- **Stated exercise**
Collect each line below that contains the string "metal", matching case exactly.

----- Entries shown

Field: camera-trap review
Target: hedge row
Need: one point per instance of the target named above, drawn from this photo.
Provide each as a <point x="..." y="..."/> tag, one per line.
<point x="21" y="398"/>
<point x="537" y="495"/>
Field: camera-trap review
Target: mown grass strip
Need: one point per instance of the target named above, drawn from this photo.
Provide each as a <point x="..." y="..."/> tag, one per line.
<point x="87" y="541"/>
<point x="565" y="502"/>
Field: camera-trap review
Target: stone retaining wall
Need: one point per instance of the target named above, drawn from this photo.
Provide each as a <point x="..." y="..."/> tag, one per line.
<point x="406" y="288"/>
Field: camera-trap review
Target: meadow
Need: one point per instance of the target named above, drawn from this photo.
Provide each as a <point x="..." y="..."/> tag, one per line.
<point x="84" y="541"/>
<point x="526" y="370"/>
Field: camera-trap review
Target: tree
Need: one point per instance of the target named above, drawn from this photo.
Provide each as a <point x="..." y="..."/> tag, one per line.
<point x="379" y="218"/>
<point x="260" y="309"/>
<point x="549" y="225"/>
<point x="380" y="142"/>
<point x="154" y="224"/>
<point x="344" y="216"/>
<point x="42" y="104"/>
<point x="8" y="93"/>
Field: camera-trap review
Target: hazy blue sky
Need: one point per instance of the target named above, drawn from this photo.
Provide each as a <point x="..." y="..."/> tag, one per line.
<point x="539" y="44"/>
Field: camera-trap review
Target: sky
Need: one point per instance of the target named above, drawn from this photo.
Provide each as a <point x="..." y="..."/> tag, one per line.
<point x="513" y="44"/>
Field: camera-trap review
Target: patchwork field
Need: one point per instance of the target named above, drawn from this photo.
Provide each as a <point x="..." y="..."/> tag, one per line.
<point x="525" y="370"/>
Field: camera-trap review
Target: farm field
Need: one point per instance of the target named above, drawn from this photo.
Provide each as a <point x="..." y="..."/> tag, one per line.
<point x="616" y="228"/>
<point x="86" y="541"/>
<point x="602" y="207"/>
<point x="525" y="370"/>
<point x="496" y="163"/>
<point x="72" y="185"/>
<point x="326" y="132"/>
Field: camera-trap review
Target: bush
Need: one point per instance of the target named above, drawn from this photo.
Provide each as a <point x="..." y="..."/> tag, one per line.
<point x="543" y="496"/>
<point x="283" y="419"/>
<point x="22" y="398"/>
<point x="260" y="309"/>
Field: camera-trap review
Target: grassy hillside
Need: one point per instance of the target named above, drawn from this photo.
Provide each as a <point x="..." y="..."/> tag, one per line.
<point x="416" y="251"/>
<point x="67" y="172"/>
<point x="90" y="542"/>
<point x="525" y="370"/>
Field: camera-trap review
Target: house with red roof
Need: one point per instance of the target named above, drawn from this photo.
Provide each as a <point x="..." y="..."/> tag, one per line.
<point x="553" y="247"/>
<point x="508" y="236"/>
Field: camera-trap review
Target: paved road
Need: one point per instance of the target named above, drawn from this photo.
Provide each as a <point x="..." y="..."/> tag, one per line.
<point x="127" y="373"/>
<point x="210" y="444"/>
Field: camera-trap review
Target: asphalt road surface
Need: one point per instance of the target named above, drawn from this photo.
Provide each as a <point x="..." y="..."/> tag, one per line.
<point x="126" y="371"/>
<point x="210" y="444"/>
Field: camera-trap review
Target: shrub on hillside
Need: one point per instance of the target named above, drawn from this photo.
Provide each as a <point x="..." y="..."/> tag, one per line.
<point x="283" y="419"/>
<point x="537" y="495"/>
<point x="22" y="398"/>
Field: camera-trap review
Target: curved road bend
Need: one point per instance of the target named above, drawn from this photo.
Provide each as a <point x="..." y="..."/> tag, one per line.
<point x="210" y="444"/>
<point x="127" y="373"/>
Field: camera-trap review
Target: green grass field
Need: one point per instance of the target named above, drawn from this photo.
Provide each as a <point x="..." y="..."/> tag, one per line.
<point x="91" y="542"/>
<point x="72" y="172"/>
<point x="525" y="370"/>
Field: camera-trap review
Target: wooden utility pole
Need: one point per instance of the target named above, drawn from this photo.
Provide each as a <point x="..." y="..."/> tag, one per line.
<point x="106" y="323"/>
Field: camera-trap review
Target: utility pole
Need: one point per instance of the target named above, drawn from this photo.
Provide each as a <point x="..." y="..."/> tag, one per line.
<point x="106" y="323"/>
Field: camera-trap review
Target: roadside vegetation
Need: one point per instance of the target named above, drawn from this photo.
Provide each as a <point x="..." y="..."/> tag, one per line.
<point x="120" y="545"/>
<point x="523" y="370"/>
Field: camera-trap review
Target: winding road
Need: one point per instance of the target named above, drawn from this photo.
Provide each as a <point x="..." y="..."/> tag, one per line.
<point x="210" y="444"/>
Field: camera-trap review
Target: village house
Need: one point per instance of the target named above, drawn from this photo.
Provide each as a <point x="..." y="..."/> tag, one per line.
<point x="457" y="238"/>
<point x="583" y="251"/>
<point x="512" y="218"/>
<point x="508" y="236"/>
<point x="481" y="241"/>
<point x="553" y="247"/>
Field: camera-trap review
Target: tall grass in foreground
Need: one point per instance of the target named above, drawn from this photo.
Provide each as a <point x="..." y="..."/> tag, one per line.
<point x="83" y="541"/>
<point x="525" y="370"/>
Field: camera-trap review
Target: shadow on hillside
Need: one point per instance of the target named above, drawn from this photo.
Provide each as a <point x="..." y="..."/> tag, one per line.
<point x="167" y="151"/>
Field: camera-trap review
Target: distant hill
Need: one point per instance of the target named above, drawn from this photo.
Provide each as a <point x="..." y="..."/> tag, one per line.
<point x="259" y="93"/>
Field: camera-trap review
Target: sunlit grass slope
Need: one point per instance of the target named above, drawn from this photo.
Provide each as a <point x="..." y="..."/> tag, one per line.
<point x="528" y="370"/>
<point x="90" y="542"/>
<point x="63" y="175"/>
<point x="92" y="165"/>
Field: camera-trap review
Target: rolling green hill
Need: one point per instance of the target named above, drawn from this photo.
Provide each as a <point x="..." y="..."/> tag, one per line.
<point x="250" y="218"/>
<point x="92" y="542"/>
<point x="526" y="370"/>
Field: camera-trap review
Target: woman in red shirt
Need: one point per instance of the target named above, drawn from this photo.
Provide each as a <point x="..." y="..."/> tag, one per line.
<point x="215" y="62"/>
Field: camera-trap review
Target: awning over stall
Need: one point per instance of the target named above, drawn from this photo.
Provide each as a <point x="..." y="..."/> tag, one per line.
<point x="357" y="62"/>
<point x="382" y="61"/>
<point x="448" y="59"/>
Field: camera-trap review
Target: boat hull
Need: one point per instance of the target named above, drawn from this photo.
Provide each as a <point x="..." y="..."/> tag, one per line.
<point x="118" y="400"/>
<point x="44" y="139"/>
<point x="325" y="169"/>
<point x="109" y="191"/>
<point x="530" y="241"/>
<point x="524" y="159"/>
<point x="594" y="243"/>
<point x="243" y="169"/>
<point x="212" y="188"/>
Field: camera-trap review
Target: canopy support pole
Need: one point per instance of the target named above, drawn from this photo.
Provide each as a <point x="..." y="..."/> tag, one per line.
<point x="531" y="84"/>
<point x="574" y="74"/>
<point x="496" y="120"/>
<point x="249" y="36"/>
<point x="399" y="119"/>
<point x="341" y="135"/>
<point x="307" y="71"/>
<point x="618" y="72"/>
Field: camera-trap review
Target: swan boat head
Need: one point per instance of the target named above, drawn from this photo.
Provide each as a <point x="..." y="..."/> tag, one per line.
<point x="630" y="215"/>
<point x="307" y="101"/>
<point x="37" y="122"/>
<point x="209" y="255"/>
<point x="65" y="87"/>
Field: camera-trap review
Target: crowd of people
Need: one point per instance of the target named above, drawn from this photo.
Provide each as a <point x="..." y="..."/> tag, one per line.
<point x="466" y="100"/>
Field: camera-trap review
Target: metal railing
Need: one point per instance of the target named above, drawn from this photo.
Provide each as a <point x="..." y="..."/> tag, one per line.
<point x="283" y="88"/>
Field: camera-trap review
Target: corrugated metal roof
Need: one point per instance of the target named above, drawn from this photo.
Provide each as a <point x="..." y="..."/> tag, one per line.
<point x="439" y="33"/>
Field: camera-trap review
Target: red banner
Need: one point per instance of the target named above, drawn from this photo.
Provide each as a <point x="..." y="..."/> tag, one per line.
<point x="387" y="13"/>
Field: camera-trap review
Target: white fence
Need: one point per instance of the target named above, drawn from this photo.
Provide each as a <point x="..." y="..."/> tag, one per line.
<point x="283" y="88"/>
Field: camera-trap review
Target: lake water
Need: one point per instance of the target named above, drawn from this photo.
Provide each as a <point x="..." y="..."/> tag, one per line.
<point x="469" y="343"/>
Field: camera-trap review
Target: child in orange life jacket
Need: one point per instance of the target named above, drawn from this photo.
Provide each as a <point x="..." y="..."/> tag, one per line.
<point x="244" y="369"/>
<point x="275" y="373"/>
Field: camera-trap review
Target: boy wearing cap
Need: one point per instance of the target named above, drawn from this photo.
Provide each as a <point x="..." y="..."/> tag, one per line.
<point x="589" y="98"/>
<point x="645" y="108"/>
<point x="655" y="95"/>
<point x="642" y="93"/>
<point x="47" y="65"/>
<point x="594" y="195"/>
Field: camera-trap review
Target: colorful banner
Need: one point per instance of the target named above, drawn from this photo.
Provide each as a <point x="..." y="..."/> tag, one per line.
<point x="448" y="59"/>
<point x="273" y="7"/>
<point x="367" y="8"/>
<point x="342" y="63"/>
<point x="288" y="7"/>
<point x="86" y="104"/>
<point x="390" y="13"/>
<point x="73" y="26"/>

----------

- **Solution**
Target: metal railing
Target: corrugated metal roof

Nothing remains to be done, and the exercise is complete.